Diesen Datensatz habe ich in einem Java-Objekt stehen und uebergebe ihn so an die GUI.
Wie kann ich nun anhand des Typs im Java-Objekt den Typ in Combobox Gui vorbelegen?



Vielen Dank


----------



## The_S (18. Feb 2008)

FenchelT hat gesagt.:
			
		

> Wie kann ich nun anhand des Typs im Java-Objekt den Typ in Combobox Gui vorbelegen?



Fränkisches Fragewort mit zwei Buchstaben: HÄ? Willst du der ComboBox sagen, dass sie das Element mit der ID in deinem Objekt selektieren soll?


----------



## FenchelT (18. Feb 2008)

Hallo Hobbit,

ich sehe schon, die Franken verstehen mich  :wink: 
Ja, genau das will ich


----------



## The_S (18. Feb 2008)

Und der Wert kann unterschiedlich sein!? Warum erstellst du dir nicht eine eigene Klasse, die ID und Wert aus deiner 1. Abfrage speichert. In dieser Klasse überschreibst du dann die toString Methode und gibst in dieser deinen Wert zurück. Anschließend addest du nicht den Wert, sondern das komplette Objekt zur ComboBox. Damit sollte es jetzt nicht mehr alzu schwer sein das gewollte element zu selektieren.


----------



## FenchelT (18. Feb 2008)

Rheinisches Fragewort ohne W:  Hä?  :wink: 

Entweder verstehe ich Dich nicht richtig, oder ich habe mich nicht richtig ausgedrueckt. Nochmal zum besseren Verstaendnis

Ich habe einen Datensatz den ich in einer GUI anzeigen lasse.

→ **Aufgelistete Einträge**
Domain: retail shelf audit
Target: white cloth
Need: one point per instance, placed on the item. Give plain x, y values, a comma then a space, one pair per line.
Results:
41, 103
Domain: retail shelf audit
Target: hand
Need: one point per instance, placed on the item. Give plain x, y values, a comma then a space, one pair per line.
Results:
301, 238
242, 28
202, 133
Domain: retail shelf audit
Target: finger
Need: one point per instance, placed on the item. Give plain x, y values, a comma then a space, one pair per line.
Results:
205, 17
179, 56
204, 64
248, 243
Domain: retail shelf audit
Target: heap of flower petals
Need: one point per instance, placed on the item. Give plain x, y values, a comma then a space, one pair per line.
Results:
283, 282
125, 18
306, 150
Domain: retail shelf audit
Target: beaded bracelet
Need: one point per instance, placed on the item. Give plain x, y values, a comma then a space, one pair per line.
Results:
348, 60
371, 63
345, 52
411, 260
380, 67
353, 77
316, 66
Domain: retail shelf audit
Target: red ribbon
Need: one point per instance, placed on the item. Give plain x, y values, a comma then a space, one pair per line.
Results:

→ **Gestellte Aufgabe A**
Gib aus dem Forenthread zur ComboBox alles von „Rheinisches Fragewort ohne“ bis hinunter zu „GUI anzeigen lasse.“ wortgetreu wieder.
→ **Gestellte Aufgabe B**
Führe den Forenthread zur ComboBox im Anschluss an seinen letzten Satz weiter.

→ **Ergebnis A**
Rheinisches Fragewort ohne W:  Hä?  :wink: 

Entweder verstehe ich Dich nicht richtig, oder ich habe mich nicht richtig ausgedrueckt. Nochmal zum besseren Verstaendnis

Ich habe einen Datensatz den ich in einer GUI anzeigen lasse.

→ **Ergebnis B**
Der Datensatz beinhaltet die ID eines Einrichtungstypen.
Diese ID referenziert auf eine Einrichtungstypentabelle in der DB.

In der GUI gibt es eine Combobox, welche mit allen Werten aus der Einrichtungstypentabelle befuellt sein soll, damit der User die Moeglichkeit hat, 
den Eintrag der Combobox zu ändern und ggfls abzuspeichern.


Ich moechte aber, dass die Voreinstellung der Combobox den Wert anzeigt, der sich hinter der Einrichtungstypen-ID im Stammdatensatz verbirgt.

Du schreibst nun:

.....Anschließend addest du nicht den Wert, sondern das komplette Objekt zur ComboBox

Ich adde doch jedes Mal ein komplettes Objekt mittels  .addItem(new ComboxItem(id, value));

Ich kann ja auch ohne weiteres mittels 

((ComboBoxItem) this.gui.getCboTyp().getSelectedItem()).getValue();
((ComboBoxItem) this.todo.getCboPrio().getSelectedItem()).toString();

sowohl die ID als auch den Wert abfragen, den der USer ausgewaehlt hat.

Ich werde mir ueber Deine Antwort aber nochmal Gedanken machen.
Solltest Du heute nichts mehr von mir hoeren ist das nicht persoenlich gemeint, ich fliege gleich noch fuer zwei Tage in die Schweiz.

Danke Dir nochmals fuer Deine Hilfe


----------



## The_S (18. Feb 2008)

ach ... das ComboBoxItem habe ich ganz übersehen ???:L . Kommt davon wenn man zu schnell liest. Da das jetzt auch mein letzter Post hier ist, les ich mir dein Problem dann morgen nochmal GENAUER durch  .


----------



## The_S (22. Feb 2008)

Oh verdammt ... hab dich ganz vergessen, nur jetzt gerade deinen Beitrag wieder gesehen :x . Werd vermutlich des WE auch net dazu kommen ... sorry  !


----------



## FenchelT (22. Feb 2008)

Kein Problem, mach  Dir mal keinen Stress. Ein entspanntes WE  :wink:


----------



## The_S (25. Feb 2008)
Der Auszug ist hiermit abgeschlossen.